**** Source material ****

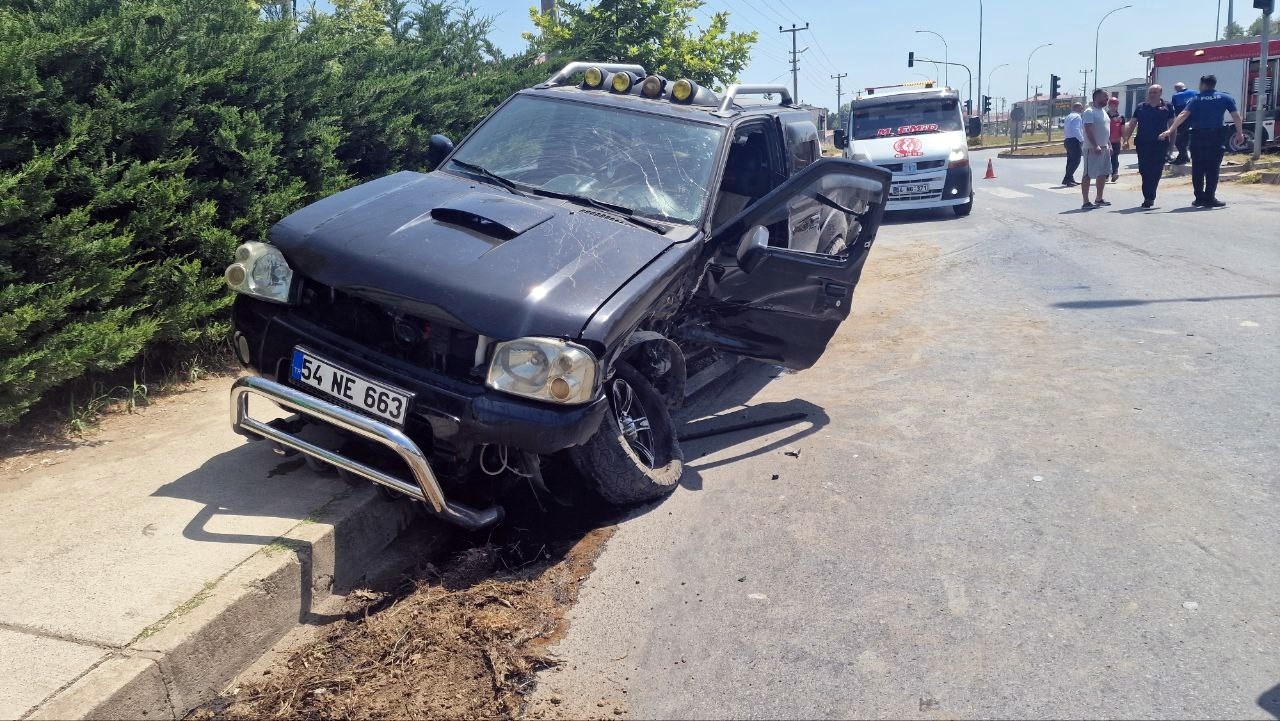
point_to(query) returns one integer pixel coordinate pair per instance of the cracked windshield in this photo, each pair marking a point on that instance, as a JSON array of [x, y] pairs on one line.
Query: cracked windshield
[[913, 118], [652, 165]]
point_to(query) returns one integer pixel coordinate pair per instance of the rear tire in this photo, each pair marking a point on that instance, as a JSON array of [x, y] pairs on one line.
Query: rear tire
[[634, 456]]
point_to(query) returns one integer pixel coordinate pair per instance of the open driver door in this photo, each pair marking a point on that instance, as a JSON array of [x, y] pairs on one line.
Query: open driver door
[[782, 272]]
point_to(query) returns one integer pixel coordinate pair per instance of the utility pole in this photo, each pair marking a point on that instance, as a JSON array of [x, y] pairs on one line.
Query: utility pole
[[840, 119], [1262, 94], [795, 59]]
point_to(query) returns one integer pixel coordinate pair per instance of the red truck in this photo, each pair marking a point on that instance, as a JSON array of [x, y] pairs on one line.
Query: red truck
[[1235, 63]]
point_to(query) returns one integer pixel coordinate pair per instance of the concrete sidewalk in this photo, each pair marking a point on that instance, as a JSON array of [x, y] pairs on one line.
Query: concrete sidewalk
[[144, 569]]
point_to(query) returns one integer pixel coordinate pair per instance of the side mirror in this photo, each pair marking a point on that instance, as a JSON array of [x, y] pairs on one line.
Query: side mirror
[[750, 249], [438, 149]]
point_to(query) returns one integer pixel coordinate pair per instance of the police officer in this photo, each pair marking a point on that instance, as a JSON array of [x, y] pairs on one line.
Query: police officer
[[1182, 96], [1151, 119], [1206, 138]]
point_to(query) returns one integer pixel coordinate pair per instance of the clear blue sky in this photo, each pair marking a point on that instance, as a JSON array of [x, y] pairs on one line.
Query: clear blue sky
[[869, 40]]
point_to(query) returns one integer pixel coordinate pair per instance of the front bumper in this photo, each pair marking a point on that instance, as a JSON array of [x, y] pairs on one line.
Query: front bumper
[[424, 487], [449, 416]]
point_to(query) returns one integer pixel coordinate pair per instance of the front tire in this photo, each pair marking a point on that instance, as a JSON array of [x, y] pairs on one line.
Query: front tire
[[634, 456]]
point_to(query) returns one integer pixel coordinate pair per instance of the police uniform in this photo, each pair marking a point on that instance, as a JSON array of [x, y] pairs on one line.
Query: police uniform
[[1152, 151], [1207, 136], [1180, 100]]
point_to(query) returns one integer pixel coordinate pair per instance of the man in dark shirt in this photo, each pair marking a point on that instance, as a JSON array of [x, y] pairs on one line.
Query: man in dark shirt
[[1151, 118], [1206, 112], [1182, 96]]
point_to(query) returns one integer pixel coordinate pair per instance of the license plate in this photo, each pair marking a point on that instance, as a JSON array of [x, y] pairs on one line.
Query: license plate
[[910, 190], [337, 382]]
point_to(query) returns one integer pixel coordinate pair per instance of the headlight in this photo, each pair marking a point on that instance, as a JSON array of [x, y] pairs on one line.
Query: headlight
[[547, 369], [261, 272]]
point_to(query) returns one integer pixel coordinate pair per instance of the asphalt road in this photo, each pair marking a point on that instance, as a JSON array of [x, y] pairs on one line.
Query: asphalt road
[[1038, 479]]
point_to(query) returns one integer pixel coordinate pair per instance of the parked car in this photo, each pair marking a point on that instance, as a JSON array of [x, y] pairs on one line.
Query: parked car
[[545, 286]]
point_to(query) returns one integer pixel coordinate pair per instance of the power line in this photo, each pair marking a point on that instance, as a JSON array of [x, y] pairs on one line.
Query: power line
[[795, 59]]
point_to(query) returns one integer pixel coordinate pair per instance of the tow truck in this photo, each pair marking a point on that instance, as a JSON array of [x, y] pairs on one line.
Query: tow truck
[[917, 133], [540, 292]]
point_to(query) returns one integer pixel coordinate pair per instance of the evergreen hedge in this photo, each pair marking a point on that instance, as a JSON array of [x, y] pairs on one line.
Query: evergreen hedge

****

= Instructions to follow =
Could you set down every record above exactly as written, leaving out the pictures?

= Task answer =
point_to(query) returns one integer pixel coordinate pair per instance of the cracked windshield in this photo, each pair marking a point on that instance, as a JSON array of [x, y] pairs on one line.
Query: cracked windshield
[[913, 118], [652, 165]]
point_to(query) returns one integer pixel coordinate pair per instance of the rear tire in this photo, each pair marking a point on that instance, as a JSON array of [x, y] pairs on one line.
Query: rear tire
[[634, 456]]
point_to(query) returns one integer pixel coordinate pair per instance of the open driver door in this photo, each pair marking a point on that instance, as a JSON array of [x, y] pairs on one line.
Query: open driver door
[[782, 272]]
point_to(query) returns one integer pixel coordinate pair per instance of the utility pole in this photo, each pair marking a point on that instance, as a JSON array of [x, y] pairs on one line.
Query: utility pole
[[840, 119], [1262, 94], [795, 59]]
point_to(query) returns one integer pixel coordinate pair per instance of the red truck in this photo, each pair marking a point on that instance, as a JSON array of [x, y] pairs on one line.
Query: red truck
[[1235, 63]]
point_to(query) returns one integer pixel coordinate pair per instance of the concrete sidewalk in this photo, each pair marking a point on that instance, as a JSON array of [x, y] pairs on one line.
Query: concrete sidewalk
[[144, 569]]
point_to(query) returns one integer pixel coordinate pair per instance of the side mirror in this photo, each pair marking a point on that instance, as a JSON array of [x, y] pairs on one line.
Query: side mirror
[[750, 249], [438, 149]]
point_to(query) returns one integer pixel coordinate pair per instance of the police officer in this photo, each pair marking a point on that instance, as a JSON array of [x, y] pairs on one line.
Query: police officer
[[1182, 96], [1151, 119], [1206, 138]]
point_to(query) returns one integer pixel coordinate pair per instance of the clear blue sky in this photo, each pair marking a point on that instance, as a JSON array of [x, y] pairs on one line.
Query: clear blue sky
[[869, 40]]
point_to(query) returns one integer pixel coordinate pair per instance of the front bumper in this photo, each pair marking a point on that instance, as a JSON array of [x, y] pairs on one line.
Query: front bumper
[[424, 487], [449, 416]]
point_to(query) returns one integer pixel coordinate pair per instance of the front tire in this photo, each pair marking a point on that instance, as a JSON array of [x, y] pairs on one line.
Query: front tire
[[634, 456]]
point_to(query) returns one integer pixel coordinate pair per instance of the police uniform in this photo, each pair marking a point on that instance, as a JSON array of [x, y] pairs on one line.
Query: police uniform
[[1152, 151], [1207, 136], [1180, 100]]
point_to(query) returns one integer pixel coordinate pair per instance of the man in dark shirt in this photo, each pair marking a point on that instance, as a JSON array of [x, y] pairs on one line.
Query: man in dark shirt
[[1151, 118], [1206, 112], [1182, 96]]
point_to(query) returns one integer pixel coordinate pair per instance of the license plate in this photo, each pair marking a point on that instance, as a JSON array of [x, y] pairs on one line.
Query: license plate
[[910, 190], [337, 382]]
point_to(query) returns one integer pixel coordinate pair per instance of the headlight in this photo, each pair marking a point on that instance, as a JSON array of [x, y] pairs on one line.
Query: headlight
[[547, 369], [261, 272]]
point_to(query) returns one integer pixel coordinate pair per instance of the asphalt road in this photo, each pair marking a point on that instance, as a JSON array of [x, y] pairs on one line.
Query: asphalt road
[[1038, 479]]
point_to(query) returns one integer pixel coordinate pair per instance of the parked car in this photo, each pair marking a point on that instance, as a JSON array of [x, y] pairs on one line.
Query: parked car
[[545, 286]]
point_to(query) returns one integer pixel coordinate pair per instance of the power line in this photo, each pair marking a point on that instance, as a JSON array of [x, y] pairs on one line.
Query: power line
[[795, 59]]
point_to(query) returns one integer pixel coordinate pair per instance of the tow truck in this photo, each pair marking a point on that instance, as a JSON array of [x, y] pairs on one line.
Query: tow truck
[[917, 133], [540, 292]]
point_to(query) returns one integer pixel coordinate pair per instance of the evergreen hedge in this photo, each pair marking a point on that instance, as a JSON array of [x, y] pairs on one line.
Query: evergreen hedge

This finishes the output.